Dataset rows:
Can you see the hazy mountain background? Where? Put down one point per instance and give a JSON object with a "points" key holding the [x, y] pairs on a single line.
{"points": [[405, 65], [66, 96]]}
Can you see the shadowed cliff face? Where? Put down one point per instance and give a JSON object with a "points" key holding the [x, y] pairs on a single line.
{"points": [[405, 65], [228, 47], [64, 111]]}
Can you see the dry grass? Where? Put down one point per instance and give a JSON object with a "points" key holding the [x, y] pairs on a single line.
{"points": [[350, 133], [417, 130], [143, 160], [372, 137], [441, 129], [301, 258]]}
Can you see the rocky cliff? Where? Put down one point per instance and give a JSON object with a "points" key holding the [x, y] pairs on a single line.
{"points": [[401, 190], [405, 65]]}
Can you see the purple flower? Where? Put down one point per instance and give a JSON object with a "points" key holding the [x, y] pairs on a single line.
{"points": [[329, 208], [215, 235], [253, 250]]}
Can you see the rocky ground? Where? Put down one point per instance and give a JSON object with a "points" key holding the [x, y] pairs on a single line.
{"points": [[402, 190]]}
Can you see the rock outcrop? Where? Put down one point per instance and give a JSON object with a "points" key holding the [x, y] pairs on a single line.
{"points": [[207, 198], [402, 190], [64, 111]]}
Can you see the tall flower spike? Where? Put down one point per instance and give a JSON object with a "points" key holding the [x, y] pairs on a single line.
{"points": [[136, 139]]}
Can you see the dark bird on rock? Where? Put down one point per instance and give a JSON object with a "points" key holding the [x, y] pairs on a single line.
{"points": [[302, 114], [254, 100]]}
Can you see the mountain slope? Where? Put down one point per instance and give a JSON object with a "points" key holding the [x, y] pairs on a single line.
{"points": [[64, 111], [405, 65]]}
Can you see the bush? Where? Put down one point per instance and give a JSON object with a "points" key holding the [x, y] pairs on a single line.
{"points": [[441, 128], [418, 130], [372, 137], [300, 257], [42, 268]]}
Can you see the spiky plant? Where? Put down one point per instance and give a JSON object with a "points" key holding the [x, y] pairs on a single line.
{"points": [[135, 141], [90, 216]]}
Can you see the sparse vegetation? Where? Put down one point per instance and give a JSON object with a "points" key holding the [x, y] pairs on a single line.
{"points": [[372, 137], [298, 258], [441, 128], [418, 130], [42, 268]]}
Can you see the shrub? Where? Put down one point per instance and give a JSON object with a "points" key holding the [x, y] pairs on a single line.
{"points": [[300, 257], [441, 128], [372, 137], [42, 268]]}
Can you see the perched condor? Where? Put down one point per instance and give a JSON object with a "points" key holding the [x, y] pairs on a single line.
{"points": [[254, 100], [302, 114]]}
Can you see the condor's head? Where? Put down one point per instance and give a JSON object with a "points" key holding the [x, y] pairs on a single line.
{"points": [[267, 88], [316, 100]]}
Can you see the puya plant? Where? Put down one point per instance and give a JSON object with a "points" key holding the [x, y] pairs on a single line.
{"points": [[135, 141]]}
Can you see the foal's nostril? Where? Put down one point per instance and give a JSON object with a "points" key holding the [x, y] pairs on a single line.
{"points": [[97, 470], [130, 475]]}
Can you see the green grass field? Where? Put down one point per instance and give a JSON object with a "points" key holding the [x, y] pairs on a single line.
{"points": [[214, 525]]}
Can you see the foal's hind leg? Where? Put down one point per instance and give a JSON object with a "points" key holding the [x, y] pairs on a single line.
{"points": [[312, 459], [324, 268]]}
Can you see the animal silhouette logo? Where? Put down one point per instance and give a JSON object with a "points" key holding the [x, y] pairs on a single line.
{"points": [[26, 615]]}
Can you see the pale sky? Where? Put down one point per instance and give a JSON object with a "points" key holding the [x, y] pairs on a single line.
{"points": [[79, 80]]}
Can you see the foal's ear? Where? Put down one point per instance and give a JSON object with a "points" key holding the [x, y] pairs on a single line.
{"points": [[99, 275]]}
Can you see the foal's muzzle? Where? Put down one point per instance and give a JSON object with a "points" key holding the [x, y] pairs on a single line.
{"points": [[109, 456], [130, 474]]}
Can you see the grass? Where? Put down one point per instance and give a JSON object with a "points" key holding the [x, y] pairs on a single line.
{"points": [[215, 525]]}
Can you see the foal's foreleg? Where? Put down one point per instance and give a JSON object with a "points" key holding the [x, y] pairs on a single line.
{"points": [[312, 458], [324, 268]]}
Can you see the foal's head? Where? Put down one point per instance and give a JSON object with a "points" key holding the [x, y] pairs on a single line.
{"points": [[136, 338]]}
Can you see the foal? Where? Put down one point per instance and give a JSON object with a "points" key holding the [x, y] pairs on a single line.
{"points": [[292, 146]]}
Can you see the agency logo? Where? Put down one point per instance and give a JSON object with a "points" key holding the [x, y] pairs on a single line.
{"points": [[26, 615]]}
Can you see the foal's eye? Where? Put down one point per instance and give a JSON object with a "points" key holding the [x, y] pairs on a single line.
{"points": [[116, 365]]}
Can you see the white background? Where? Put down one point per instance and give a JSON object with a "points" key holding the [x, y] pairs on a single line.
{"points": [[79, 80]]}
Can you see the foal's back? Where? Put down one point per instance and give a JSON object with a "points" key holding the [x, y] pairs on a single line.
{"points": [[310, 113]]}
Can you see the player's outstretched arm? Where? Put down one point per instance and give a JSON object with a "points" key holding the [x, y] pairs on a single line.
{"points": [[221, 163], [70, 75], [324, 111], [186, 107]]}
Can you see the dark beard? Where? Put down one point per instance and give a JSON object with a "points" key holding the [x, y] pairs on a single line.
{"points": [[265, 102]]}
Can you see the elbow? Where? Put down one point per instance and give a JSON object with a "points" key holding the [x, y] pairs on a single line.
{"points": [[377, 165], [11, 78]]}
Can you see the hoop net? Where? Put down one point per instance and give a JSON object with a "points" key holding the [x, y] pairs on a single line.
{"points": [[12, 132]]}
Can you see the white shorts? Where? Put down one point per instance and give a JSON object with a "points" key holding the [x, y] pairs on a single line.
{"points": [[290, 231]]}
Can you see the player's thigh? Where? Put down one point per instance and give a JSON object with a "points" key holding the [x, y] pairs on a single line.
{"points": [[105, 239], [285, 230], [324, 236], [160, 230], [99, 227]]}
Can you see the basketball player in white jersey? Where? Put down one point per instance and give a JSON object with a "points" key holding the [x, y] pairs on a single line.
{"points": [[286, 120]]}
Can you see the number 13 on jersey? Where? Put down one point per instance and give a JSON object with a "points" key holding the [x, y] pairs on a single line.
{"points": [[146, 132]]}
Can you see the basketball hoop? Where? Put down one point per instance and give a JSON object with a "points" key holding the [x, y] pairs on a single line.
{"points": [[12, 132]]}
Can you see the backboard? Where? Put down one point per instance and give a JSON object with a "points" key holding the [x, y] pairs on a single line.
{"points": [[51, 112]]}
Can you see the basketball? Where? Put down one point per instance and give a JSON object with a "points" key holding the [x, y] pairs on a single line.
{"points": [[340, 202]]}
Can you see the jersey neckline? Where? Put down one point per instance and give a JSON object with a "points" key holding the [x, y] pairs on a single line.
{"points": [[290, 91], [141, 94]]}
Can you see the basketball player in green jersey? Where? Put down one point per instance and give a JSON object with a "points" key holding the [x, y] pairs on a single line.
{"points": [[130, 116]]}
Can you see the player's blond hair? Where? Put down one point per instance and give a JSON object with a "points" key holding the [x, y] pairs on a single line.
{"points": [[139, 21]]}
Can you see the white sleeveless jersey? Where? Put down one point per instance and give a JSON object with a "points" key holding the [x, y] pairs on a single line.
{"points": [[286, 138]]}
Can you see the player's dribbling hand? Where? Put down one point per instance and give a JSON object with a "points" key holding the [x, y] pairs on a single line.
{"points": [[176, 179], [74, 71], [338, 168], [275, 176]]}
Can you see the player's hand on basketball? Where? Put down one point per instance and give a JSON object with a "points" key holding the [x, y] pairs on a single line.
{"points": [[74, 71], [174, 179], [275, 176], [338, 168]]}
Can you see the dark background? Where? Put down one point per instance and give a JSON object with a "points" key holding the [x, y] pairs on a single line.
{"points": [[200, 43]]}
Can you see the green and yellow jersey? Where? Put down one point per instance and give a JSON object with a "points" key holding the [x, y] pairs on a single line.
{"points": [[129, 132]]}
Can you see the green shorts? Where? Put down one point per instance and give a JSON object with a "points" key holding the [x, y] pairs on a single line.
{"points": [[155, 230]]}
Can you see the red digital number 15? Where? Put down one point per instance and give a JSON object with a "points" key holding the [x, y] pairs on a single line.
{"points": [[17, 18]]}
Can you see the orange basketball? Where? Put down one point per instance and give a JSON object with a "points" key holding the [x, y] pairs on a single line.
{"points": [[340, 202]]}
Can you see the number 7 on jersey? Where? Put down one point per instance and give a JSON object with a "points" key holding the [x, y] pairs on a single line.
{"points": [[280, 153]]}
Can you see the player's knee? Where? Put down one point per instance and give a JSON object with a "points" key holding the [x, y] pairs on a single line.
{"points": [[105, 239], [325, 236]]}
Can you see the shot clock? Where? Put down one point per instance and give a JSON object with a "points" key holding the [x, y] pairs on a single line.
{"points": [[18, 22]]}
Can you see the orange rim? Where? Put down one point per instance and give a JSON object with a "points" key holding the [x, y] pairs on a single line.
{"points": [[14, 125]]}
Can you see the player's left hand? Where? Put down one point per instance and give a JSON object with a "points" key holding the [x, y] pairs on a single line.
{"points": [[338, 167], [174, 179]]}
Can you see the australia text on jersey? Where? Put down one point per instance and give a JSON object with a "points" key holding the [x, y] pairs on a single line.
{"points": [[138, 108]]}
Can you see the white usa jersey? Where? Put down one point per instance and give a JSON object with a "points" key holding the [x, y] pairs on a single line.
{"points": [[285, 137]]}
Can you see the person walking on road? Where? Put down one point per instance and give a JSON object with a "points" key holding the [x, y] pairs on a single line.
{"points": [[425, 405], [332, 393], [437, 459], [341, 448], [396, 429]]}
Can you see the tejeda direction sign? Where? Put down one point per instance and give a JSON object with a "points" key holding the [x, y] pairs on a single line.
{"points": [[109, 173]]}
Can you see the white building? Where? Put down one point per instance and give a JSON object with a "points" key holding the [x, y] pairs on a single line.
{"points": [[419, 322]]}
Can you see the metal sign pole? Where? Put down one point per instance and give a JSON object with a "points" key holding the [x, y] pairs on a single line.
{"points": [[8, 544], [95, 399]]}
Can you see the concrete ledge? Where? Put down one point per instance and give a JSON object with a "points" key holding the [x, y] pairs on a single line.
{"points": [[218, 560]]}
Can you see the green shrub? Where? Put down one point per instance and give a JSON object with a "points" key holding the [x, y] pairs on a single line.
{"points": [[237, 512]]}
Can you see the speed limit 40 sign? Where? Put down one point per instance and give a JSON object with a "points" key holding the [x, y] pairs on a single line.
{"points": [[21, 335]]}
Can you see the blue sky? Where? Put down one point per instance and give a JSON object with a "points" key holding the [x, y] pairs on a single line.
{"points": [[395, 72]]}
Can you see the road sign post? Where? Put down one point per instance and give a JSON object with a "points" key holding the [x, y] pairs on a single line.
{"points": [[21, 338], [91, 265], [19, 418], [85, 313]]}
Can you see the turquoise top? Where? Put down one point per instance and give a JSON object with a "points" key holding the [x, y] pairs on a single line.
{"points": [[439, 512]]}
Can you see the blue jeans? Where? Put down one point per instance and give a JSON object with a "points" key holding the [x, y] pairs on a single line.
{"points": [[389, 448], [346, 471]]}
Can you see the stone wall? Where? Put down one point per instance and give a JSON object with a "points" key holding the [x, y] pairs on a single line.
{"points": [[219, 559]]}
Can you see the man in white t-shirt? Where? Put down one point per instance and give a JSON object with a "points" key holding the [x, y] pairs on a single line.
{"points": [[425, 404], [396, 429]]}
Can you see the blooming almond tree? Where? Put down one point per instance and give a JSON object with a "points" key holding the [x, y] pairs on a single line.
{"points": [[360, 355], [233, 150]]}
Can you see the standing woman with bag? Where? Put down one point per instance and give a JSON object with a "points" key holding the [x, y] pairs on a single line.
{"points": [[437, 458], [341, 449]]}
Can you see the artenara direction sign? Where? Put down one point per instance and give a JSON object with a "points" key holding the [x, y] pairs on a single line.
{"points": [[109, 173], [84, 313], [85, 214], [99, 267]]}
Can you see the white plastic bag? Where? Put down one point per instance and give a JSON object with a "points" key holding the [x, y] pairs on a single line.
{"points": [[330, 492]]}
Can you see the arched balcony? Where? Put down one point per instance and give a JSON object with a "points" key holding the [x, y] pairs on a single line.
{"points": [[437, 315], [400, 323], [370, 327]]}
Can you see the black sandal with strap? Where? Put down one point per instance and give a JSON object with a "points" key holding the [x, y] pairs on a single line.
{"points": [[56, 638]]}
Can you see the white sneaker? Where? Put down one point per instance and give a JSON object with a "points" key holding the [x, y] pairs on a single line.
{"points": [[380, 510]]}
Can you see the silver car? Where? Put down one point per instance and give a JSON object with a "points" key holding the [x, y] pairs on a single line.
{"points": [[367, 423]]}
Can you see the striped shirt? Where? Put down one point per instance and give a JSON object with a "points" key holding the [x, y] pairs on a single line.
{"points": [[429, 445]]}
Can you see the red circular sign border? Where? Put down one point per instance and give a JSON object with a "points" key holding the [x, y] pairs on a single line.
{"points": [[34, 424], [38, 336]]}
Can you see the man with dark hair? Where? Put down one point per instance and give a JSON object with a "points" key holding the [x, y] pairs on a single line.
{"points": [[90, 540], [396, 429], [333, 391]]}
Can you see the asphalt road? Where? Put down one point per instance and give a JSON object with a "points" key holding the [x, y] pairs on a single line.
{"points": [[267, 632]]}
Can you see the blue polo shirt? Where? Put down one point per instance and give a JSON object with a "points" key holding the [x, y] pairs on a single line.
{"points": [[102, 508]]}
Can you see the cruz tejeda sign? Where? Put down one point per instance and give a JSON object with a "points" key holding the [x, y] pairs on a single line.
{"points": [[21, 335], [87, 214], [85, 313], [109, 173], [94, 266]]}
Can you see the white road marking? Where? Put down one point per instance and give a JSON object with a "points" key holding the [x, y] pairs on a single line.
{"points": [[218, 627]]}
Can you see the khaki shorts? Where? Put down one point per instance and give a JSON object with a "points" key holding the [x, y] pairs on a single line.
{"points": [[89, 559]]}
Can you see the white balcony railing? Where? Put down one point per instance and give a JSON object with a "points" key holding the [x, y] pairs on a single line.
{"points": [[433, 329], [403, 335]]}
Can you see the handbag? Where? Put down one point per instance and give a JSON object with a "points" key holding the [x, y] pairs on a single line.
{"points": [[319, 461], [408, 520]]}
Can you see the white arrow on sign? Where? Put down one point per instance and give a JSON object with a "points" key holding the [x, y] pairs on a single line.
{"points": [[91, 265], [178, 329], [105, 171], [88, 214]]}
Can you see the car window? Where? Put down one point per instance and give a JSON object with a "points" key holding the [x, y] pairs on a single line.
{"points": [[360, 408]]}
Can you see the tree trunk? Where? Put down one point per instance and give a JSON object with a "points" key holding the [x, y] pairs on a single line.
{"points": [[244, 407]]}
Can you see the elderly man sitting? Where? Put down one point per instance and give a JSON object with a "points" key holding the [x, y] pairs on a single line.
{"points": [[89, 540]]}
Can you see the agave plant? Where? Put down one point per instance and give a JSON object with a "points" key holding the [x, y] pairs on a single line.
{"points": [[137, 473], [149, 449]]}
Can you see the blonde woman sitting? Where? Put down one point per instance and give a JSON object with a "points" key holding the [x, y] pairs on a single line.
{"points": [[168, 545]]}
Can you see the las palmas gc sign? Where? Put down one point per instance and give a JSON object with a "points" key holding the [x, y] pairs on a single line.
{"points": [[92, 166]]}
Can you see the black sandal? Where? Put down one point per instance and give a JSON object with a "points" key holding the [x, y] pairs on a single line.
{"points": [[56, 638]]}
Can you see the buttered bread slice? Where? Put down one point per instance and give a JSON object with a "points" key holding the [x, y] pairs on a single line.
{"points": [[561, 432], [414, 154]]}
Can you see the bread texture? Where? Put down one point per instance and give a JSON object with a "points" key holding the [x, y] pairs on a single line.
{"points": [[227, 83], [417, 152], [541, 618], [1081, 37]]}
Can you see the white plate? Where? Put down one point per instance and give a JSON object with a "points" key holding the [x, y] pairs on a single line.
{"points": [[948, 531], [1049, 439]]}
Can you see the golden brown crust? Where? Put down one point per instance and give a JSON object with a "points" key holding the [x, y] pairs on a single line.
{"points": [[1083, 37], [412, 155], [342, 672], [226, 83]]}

■ **WORK INSTRUCTIONS**: Transcribe the rows above word for word, from the line containing "Can you see the bread" through the last of the rows.

■ **RESULT OF THIS TASK**:
Can you see the bread texture? Where? Put down one point per instance and give a JSON object with a "points" key holding the [x, y] pairs on a single line.
{"points": [[227, 83], [417, 152], [541, 618], [1081, 37]]}
Can you see the white plate? Where? Put down one point per instance and give a JSON object with a "points" key holding the [x, y] pairs on a single line.
{"points": [[948, 531], [1049, 439]]}
Can you see the golden brown crust? Where? Put down one point per instance and give a JSON object with a "points" key holding the [x, y] pairs on a single line.
{"points": [[1083, 37], [412, 155], [342, 672], [226, 83]]}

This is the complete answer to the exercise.